Set problem A. In the tax case excerpt, how large is the income tax deficiency for 1924 that the proceeding seeks to redetermine?

Text extract.
*-*-*

Kayser v. Commissioner

HARRY C. KAYSER, PETITIONER, v. COMMISSIONER OF INTERNAL REVENUE, RESPONDENT.
Kayser v. Commissioner
Docket No. 36652.
United States Board of Tax Appeals
27 B.T.A. 816; 1933 BTA LEXIS 1304;
February 27, 1933, Promulgated

*1304 1. Held, that petitioner acquired a vested remainder in real estate upon the death of the testator in 1912; hence, value at March 1, 1913, is basis for determining gain on the sale of the property in 1924.

2. Decedent's widow elected to take under the will, in lieu of dower, and petitioner purchased her rights in the estate, agreeing to pay her the annual sum specified in the will. Held that, in the absence of evidence of the value of the widow's rights in the estate, no part of the sums paid her by petitioner may be treated as cost of the property.

3. The sale of stock for a nominal sum in 1924 will not support a loss deduction in that year when the evidence establishes that the loss was sustained in a prior year.

Edward Michling, Esq., for the petitioner.
C. A. Ray, Esq., for the respondent.

ARUNDELL

*816 Proceeding is for the redetermination of a deficiency of $3,674.06 in income tax for 1924. The issues are (1) whether the basis for determining gain realized on the sale of a piece of real property acquired by devise is the fair market value thereof on March 1, 1913, or August 20, 1922; (2) the fair market value of the*1305 property on the basic date; and (3) whether a deductible loss was sustained on certain stock.

FINDINGS OF FACT.

*-*-*

Pointing dataset excerpts:
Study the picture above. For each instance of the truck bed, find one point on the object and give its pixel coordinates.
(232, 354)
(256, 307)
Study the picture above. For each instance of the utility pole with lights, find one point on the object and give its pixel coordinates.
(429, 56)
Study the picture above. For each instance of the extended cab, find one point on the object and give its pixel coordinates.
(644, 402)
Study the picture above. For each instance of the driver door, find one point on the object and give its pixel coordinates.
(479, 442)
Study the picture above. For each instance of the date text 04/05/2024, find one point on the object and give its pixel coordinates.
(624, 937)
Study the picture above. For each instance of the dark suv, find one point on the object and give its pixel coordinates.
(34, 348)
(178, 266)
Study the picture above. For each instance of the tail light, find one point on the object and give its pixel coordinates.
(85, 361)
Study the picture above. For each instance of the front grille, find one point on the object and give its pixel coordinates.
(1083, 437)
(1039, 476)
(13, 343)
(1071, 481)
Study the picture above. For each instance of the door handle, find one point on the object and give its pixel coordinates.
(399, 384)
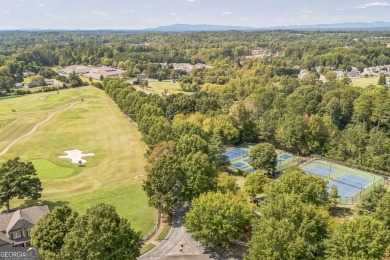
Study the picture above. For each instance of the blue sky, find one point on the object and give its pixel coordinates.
(130, 14)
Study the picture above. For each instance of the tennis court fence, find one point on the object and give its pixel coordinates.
(354, 199)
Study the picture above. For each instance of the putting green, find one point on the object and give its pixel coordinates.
(49, 170)
(95, 125)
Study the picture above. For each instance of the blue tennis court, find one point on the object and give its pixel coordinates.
(319, 170)
(250, 169)
(238, 164)
(348, 184)
(344, 190)
(235, 153)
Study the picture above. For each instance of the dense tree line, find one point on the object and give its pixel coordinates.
(240, 100)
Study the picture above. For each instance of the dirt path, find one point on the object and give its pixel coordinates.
(62, 108)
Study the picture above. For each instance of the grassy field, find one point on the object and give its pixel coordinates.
(365, 82)
(96, 126)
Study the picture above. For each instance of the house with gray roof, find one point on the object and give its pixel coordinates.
(15, 226)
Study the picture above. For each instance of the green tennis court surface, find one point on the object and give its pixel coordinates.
(351, 183)
(239, 158)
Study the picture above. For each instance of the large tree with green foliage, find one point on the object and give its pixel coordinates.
(382, 79)
(370, 200)
(18, 180)
(216, 218)
(263, 157)
(383, 210)
(254, 183)
(49, 233)
(308, 187)
(165, 184)
(289, 229)
(101, 234)
(361, 238)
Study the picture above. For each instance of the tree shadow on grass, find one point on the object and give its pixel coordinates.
(50, 204)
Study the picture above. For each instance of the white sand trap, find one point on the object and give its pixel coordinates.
(76, 156)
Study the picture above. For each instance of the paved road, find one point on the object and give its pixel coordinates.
(180, 245)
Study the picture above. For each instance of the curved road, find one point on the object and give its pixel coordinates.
(180, 245)
(9, 146)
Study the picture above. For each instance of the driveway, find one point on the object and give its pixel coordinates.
(180, 245)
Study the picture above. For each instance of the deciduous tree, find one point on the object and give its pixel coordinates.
(18, 180)
(49, 233)
(263, 156)
(362, 238)
(216, 218)
(101, 234)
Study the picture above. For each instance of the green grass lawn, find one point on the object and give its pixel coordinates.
(95, 125)
(365, 82)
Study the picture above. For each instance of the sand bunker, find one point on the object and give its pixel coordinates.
(76, 156)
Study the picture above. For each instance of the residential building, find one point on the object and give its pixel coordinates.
(354, 73)
(15, 227)
(32, 84)
(303, 73)
(92, 72)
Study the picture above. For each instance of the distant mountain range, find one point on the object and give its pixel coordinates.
(374, 26)
(208, 28)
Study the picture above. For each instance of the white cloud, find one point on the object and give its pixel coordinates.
(103, 15)
(304, 11)
(374, 4)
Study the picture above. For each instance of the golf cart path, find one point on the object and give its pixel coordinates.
(60, 109)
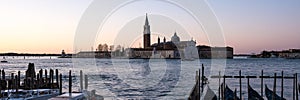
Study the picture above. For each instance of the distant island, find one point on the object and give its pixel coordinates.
(174, 49)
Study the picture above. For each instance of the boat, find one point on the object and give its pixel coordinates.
(269, 94)
(34, 94)
(4, 61)
(229, 94)
(70, 96)
(210, 95)
(253, 95)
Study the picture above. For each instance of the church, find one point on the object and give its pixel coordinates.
(173, 49)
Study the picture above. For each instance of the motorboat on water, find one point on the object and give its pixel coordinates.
(34, 94)
(4, 61)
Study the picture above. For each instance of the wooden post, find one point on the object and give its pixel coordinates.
(81, 81)
(199, 88)
(296, 76)
(219, 85)
(46, 77)
(51, 78)
(19, 79)
(3, 74)
(248, 84)
(86, 82)
(60, 84)
(16, 84)
(294, 86)
(224, 83)
(262, 83)
(12, 81)
(70, 82)
(281, 94)
(41, 76)
(235, 98)
(274, 87)
(240, 81)
(56, 75)
(202, 83)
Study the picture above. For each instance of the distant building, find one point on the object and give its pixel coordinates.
(207, 52)
(173, 49)
(176, 48)
(93, 54)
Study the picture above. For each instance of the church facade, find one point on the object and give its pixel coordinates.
(173, 49)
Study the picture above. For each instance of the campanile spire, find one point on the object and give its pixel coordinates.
(147, 38)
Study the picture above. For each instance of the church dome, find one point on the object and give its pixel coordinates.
(175, 38)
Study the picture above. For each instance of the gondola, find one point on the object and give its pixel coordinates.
(269, 94)
(210, 95)
(229, 94)
(253, 95)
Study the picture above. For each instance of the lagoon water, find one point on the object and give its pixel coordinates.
(157, 78)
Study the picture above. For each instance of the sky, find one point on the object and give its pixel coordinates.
(49, 26)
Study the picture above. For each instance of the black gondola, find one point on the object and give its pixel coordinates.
(269, 94)
(229, 94)
(210, 95)
(253, 95)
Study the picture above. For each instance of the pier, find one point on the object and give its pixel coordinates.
(201, 81)
(30, 81)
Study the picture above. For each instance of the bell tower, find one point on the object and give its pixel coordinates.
(147, 38)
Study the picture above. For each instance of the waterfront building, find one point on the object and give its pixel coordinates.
(173, 49)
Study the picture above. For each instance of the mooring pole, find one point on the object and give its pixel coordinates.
(262, 83)
(240, 81)
(86, 82)
(235, 98)
(70, 82)
(274, 87)
(199, 80)
(81, 81)
(296, 86)
(60, 84)
(248, 84)
(202, 83)
(219, 85)
(282, 84)
(224, 83)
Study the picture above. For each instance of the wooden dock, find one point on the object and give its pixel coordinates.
(201, 81)
(31, 80)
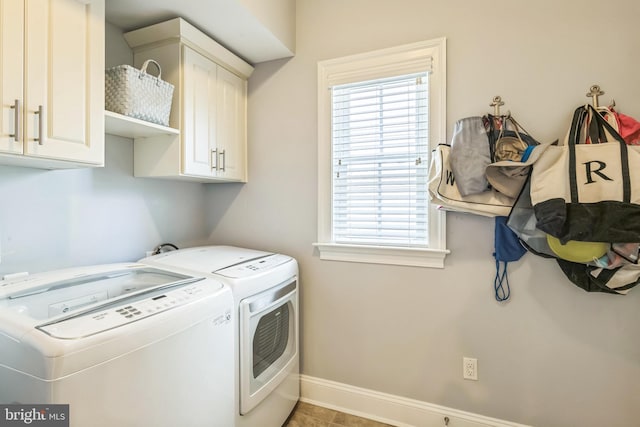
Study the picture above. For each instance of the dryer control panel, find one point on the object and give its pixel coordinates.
(121, 312)
(254, 266)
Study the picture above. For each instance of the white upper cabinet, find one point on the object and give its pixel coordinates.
(209, 106)
(52, 86)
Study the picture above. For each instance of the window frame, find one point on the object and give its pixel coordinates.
(405, 59)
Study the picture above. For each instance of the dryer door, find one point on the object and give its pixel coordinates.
(268, 342)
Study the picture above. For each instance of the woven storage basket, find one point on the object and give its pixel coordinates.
(136, 94)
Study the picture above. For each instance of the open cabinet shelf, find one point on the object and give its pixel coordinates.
(128, 127)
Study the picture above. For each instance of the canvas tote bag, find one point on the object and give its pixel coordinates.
(588, 192)
(443, 190)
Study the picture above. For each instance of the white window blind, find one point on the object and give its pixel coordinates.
(380, 148)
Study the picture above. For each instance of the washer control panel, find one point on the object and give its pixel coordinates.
(119, 313)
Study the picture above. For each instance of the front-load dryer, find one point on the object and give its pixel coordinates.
(122, 344)
(265, 289)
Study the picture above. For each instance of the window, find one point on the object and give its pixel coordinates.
(379, 116)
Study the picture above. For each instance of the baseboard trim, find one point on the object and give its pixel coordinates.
(387, 408)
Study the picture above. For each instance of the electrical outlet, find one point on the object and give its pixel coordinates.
(470, 368)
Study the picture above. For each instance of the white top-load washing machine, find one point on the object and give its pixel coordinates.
(265, 289)
(122, 344)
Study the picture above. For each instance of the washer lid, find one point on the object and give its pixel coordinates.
(51, 295)
(208, 259)
(123, 311)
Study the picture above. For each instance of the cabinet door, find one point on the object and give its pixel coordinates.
(231, 134)
(200, 154)
(64, 79)
(11, 74)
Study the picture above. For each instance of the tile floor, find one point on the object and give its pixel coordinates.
(307, 415)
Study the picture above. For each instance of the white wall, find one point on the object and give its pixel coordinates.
(553, 355)
(56, 219)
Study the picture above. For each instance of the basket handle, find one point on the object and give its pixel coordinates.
(146, 63)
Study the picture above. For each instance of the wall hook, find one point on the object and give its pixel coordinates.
(594, 93)
(496, 104)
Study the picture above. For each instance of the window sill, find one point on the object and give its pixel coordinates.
(430, 258)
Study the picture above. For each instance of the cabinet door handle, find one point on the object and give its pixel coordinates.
(223, 154)
(40, 114)
(16, 133)
(214, 159)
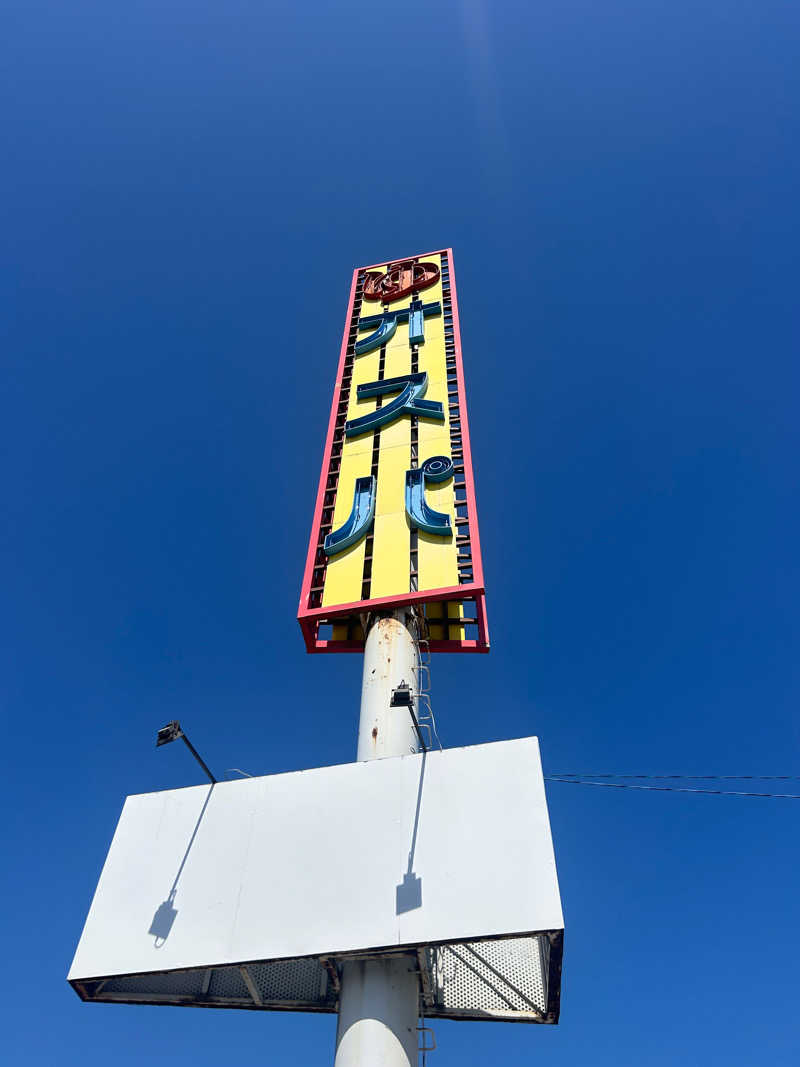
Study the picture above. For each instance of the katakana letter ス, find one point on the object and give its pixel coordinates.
(411, 387)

*-*-*

Set problem B. Locate every line of the listing that contains the string "dryer", and copy each such line.

Task answer A. $3,674.06

Task answer B.
Study the picture above. For each instance of the dryer control panel, find one point on the object and give its pixel coordinates.
Study the picture above. For each instance of the dryer door, find one point on the object and give its pixel coordinates.
Study the picture above. For each instance of the front-load dryer, find one point on the object and give its pixel coordinates.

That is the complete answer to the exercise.